Extrait choisi:

III. Le taux de la taxe est de 1 %.

IV. Cette taxe est liquidée et acquittée au titre de l'année civile précédente lors du dépôt de la déclaration, mentionnée au 1 de l'article 287, du mois de mars ou du premier trimestre de l'année civile.

V. La taxe est recouvrée et contrôlée selon les mêmes procédures et sous les mêmes sanctions, garanties, sûretés et privilèges que la taxe sur la valeur ajoutée. Les réclamations sont présentées, instruites et jugées selon les règles applicables à cette même taxe.

Parallèlement, la commission des finances avait adopté un second amendement visant à créer une taxe sur l'achat de services de commerce électronique (Tascoé) , également due par les professionnels, dont la portée était potentiellement considérable. Alors que le produit de la taxe sur la publicité en ligne était estimé, au plus, à 20 millions d'euros (1 % d'un chiffre d'affaires de 2 milliards d'euros), le rendement fiscal de la Tascoé pouvait atteindre 500 millions d'euros (0,5 % d'un chiffre d'affaires de 100 milliards d'euros dans le e-commerce B to B ).

Cette initiative résultait du constat que le commerce électronique échappe à la taxe sur les surfaces commerciales (Tascom) qui s'applique au commerce traditionnel et que, en vertu du principe de neutralité, il apparaissait légitime d'envisager la création d'une imposition spécifique sur un marché en plein essor. Par analogie avec la Tascom, la création d'une taxe sur les achats de services de commerce électronique devait être mise à la charge de l'entreprise.

Le dispositif proposé alors était le suivant :

- cette taxe était due par tout preneur - entreprises établie en France et soumise à la taxe sur la valeur ajoutée - de services de commerce électronique ;

- elle était assise sur le montant des dépenses engagées pour l'achat de toute fourniture de biens ou services effectué au moyen d'une communication électronique dans des conditions définies par décret ;

- elle ne s'appliquait pas lorsque le chiffre d'affaires annuel de l'établissement preneur de la prestation de commerce électronique est inférieur à 460 000 euros (ce montant étant identique à celui qui déclenche l'exigibilité de la Tascom). Par conséquent, près des deux tiers des entreprises en étaient exonérées.

Cet amendement avait été retiré en séance au bénéfice de l'engagement du Gouvernement de l'époque d'engager une réflexion globale.

Données fournies:

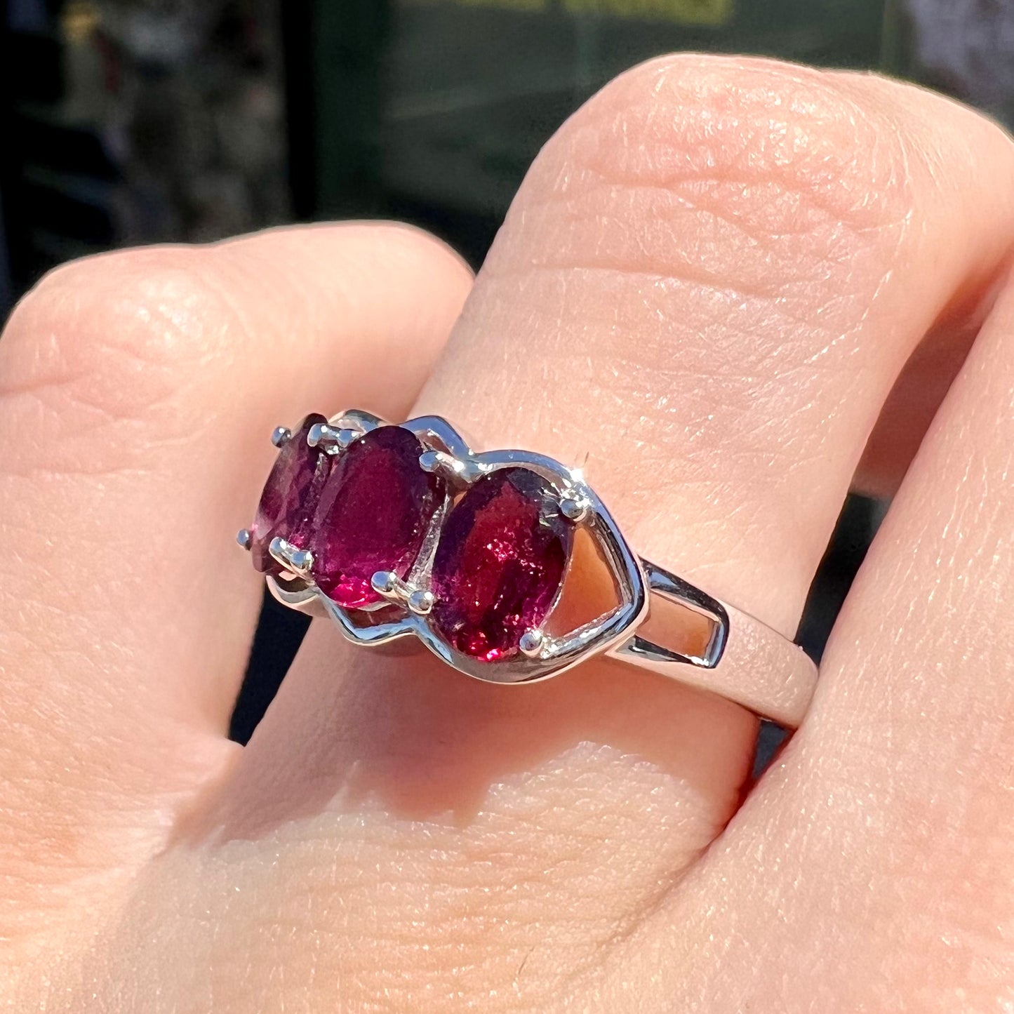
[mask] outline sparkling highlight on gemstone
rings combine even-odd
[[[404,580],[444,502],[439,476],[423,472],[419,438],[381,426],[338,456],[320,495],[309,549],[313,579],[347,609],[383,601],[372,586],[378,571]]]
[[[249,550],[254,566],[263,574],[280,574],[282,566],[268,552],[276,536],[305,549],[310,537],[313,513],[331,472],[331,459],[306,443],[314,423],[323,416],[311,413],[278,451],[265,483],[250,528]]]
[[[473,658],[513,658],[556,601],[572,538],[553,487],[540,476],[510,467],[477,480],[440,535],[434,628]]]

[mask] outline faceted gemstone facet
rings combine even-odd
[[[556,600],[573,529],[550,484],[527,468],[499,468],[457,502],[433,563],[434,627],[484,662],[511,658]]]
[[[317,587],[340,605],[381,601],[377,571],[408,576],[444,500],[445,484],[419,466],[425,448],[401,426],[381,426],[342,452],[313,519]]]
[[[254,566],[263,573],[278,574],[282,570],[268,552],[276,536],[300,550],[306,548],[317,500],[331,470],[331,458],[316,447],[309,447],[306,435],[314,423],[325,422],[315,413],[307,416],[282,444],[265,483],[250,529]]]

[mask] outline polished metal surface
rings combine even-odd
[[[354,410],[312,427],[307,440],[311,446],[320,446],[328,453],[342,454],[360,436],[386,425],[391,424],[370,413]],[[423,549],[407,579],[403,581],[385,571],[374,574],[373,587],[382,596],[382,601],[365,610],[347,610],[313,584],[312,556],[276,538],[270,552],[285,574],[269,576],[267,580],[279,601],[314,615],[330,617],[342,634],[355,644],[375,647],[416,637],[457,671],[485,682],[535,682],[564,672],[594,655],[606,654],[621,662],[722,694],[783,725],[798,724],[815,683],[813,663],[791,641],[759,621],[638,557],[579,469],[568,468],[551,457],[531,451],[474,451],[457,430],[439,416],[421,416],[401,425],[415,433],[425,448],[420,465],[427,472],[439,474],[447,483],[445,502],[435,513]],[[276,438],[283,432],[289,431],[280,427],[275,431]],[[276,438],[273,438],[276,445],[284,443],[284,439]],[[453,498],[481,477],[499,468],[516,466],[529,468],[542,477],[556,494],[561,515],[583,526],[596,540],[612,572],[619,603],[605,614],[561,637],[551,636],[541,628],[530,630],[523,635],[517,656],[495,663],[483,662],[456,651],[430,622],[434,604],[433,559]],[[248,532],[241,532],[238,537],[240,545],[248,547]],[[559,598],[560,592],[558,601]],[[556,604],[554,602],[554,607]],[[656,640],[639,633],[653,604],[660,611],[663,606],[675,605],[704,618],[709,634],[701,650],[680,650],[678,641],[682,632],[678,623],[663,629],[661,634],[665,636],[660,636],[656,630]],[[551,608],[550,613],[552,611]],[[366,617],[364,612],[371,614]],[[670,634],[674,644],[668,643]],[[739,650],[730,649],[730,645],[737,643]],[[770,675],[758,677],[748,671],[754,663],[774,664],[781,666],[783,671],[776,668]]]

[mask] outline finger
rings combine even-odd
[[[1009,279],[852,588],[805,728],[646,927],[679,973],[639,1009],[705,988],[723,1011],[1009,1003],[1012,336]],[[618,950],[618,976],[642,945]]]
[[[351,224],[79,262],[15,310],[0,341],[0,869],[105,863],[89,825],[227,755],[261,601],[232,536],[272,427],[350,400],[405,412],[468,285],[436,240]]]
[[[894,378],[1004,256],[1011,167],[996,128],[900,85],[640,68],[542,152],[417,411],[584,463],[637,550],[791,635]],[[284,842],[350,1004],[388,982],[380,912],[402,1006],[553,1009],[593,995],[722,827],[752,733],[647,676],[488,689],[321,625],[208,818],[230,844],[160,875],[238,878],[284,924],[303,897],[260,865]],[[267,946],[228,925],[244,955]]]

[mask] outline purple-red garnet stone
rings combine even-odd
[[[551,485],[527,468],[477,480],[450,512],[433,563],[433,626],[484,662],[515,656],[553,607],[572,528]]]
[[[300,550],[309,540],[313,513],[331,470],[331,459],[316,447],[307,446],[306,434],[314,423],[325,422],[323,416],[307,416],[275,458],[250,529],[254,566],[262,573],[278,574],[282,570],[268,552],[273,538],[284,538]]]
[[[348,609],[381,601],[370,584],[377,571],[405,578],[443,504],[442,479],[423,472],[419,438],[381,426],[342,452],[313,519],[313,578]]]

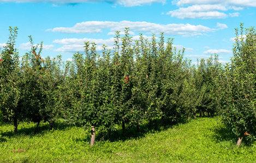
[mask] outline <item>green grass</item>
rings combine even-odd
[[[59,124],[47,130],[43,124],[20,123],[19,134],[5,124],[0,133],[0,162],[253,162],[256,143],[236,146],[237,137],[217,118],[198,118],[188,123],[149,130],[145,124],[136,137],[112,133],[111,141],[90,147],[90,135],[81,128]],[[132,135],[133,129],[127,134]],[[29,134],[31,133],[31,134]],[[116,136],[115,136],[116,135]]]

Travail demandé:
**A.** Relevez tous les montants exprimés en euros dans l'extrait sur la fiscalité du commerce électronique.
**B.** Poursuivez l'extrait sur la fiscalité du commerce électronique après sa dernière phrase.
Les lignes ci-dessus ne sont pas nécessaires.

Corrigé des activités:
**A.** 20 millions d'euros ; 2 milliards d'euros ; 500 millions d'euros ; 100 milliards d'euros ; 460 000 euros.

**B.**
* 1 Rapport d'information n° 478 (2011-2012) du 11 janvier 2012 « Comment concilier liberté de l'Internet et rémunération des créateurs ? » présenté par Marie-Christine Blandin.

* 2 Proposition de loi n° 118 (2011-2012) visant à assurer l'aménagement numérique du territoire présentée par Hervé Maurey et Philippe Leroy.

* 3 Rapport d'information n° 272 (2011-2012) du 18 janvier 2012 « Commerce électronique : l'irrésistible expansion » présenté par Joël Bourdin.

* 4 Le rapport au ministre de l'économie et des finances, au ministre du redressement productif, au ministre délégué chargé du budget et à la ministre déléguée chargée des petites et moyennes entreprises, de l'innovation et de l'économie numérique établi par MM. Pierre Collin, conseiller d'Etat, et Nicolas Colin, inspecteur des finances, est disponible sur le lien suivant : http://www.economie.gouv.fr/files/rapport-fiscalite-du-numerique_2013.pdf .

* 5 Cf . infra les travaux de la commission (audition du 22 janvier 2013).

* 6 Acronyme désignant Google, Apple, Facebook et Amazon.

* 7 Rapport n° 398 (2009-2010) « le développement du commerce électronique : quel impact sur les finances publiques ? » (7 avril 2010).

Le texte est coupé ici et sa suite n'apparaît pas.